TASK 1:
List every line of the rows below that contains the string "narrow", matching case exactly.
[begin DOCUMENT SEGMENT]
Welcome!

A place for family and friends to see what I'm up to. Visitors welcome here.

Hail Guest, we ask not what thou art.
If Friend, we greet thee, hand and heart.
If Stranger, such no longer be.
If Foe, our love will conquer thee.
-Old Welsh Door Verse

Tuesday, November 29, 2011

Day 3 - Saturday, November 19

It's my fault.

I understood that my extended Japan family wanted to share their country with me, I really did.  But honest, I went to Japan to spend time with my son, his wife and most especially with my grandson.  So I was sending out really strong, "Can we stay home today?" vibes.

My wish was granted.

It rained all day.  Poured sometimes.  And I stayed happily tucked in with the people I came to see.  It was awesome.

Since we spent the day in the apartment, let me share some of the features of their home that I particularly liked and wish I could duplicate here.

No garbage disposal.

We have a commercial grade garbage disposal in our home and I've never been sorry we made the investment.  It will grind up just about anything.

If you turn it on.  If you push the food down into it, and turn it on.  Which seems beyond some people in the house, because I come out most mornings to make my breakfast to find a pile of goobery, rotting food sitting on top of the garbage disposal.  I have to push it down into the unit, but because it's so loud (remember, commercial grade) I don't run it; don't want to wake all the others up.
[end DOCUMENT SEGMENT]
TASK 2:
In the blog post, what kind of garbage disposal does the writer have at home?
[begin INPUT]
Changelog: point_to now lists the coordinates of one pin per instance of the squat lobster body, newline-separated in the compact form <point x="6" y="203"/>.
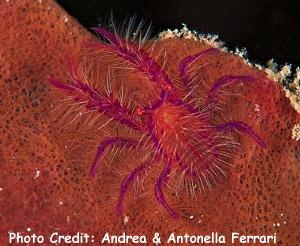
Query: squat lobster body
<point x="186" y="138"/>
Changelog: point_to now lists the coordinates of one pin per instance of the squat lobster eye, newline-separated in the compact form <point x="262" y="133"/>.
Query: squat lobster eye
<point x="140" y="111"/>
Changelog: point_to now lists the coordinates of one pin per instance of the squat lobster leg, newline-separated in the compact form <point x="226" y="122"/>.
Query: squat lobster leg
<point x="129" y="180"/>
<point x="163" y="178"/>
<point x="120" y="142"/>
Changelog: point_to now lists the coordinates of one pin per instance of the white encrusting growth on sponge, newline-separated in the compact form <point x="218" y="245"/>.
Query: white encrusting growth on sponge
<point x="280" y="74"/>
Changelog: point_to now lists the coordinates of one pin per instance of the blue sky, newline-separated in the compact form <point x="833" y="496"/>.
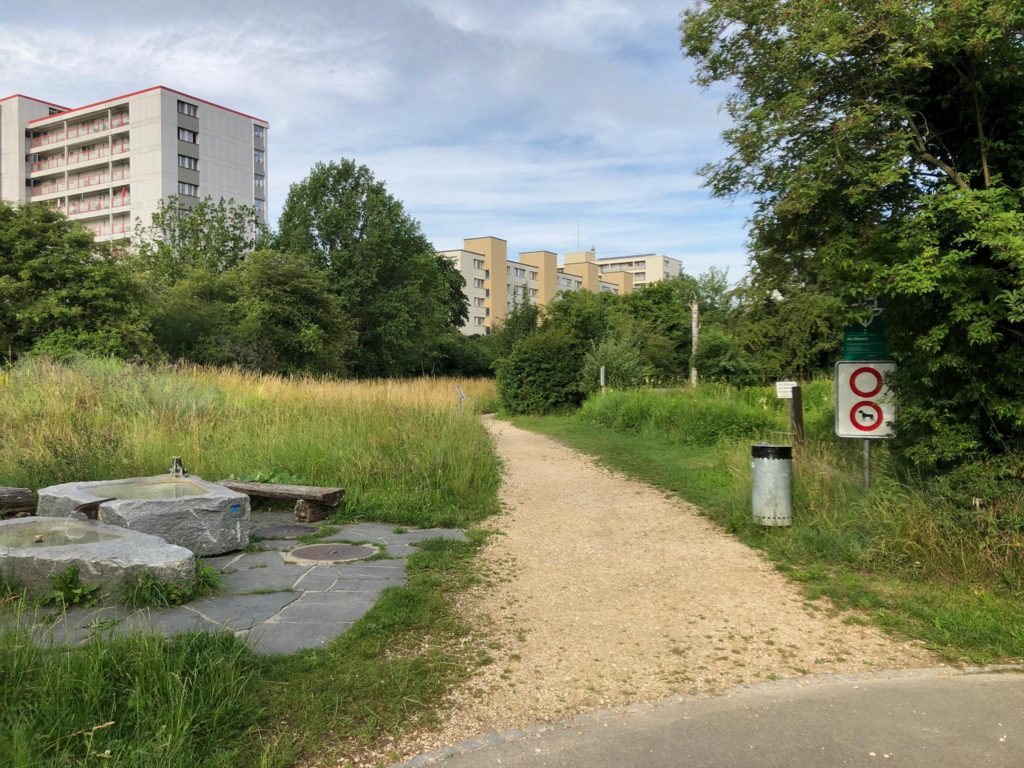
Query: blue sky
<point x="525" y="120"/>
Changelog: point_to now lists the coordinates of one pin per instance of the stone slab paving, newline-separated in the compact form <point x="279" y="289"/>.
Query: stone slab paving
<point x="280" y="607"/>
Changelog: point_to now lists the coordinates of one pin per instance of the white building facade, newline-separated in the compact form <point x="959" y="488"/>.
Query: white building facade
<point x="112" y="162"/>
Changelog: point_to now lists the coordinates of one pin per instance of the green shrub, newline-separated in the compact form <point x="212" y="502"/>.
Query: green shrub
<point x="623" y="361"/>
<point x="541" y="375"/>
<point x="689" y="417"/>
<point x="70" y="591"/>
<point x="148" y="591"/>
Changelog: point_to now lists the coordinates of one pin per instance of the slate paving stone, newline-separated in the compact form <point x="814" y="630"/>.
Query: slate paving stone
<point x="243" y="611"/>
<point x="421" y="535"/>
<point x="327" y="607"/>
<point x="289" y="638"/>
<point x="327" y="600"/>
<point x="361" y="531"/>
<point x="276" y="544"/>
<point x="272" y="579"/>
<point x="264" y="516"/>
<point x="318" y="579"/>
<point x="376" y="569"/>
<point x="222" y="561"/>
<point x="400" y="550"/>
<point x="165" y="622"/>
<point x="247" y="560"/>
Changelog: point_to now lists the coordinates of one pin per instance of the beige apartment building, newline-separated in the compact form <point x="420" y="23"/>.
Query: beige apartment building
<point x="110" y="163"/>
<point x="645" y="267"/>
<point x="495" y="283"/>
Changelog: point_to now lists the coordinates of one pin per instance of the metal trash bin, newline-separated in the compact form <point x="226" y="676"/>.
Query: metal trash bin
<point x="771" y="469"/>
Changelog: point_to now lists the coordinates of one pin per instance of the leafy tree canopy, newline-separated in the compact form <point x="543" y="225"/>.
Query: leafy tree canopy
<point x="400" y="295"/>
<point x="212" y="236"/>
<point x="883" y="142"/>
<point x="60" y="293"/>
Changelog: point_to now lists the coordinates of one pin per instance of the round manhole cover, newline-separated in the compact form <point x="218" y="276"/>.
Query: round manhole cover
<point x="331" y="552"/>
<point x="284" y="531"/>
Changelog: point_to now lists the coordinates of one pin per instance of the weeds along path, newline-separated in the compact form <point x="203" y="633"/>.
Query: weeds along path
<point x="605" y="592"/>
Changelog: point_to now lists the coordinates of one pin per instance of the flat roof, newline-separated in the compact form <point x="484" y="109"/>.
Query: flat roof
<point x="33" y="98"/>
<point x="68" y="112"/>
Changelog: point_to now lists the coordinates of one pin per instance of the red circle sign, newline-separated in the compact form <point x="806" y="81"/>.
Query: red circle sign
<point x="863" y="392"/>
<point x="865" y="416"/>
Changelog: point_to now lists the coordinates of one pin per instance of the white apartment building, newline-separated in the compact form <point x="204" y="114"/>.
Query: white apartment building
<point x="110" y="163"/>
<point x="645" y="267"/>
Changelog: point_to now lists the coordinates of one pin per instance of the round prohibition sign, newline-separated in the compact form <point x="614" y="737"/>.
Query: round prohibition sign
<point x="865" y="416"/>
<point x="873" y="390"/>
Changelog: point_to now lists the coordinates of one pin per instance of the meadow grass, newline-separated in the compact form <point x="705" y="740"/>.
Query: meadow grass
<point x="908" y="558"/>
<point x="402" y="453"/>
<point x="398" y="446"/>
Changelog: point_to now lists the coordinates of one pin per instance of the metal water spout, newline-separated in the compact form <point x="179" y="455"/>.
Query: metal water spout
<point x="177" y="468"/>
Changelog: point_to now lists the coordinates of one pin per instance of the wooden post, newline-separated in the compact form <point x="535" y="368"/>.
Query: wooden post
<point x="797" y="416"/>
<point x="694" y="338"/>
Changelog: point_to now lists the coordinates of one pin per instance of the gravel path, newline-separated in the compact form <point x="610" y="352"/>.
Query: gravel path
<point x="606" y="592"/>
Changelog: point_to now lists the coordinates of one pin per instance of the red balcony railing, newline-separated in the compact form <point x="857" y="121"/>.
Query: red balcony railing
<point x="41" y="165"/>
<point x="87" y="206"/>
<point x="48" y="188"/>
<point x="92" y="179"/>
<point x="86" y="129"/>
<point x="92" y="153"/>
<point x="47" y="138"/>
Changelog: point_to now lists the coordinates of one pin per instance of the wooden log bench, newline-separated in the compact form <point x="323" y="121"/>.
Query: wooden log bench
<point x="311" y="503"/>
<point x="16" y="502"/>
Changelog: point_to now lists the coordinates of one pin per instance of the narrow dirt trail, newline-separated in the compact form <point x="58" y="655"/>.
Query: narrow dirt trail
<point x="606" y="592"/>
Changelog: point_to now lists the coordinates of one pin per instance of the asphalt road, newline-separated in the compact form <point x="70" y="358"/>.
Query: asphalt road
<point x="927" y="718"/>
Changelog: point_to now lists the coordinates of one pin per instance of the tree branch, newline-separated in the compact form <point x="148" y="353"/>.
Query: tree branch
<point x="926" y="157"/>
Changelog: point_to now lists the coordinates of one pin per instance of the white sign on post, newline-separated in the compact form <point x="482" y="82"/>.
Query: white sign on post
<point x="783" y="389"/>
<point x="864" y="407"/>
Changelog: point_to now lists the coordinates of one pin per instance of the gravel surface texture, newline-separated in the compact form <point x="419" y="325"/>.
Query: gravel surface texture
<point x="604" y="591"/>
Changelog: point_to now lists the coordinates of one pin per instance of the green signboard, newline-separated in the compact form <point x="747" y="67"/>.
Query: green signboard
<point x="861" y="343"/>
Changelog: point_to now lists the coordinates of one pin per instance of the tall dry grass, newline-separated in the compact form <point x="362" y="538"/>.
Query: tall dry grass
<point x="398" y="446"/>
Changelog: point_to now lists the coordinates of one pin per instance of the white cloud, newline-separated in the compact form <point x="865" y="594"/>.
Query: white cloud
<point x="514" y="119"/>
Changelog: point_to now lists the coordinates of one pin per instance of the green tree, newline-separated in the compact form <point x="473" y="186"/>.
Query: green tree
[end INPUT]
CORRECT RESULT 1:
Changelog: point_to now lists the coordinates of one pin per instance of the narrow dirt trail, newline-separated in the compact form <point x="58" y="655"/>.
Query: narrow dirt trail

CORRECT RESULT 2:
A commercial grade garbage disposal.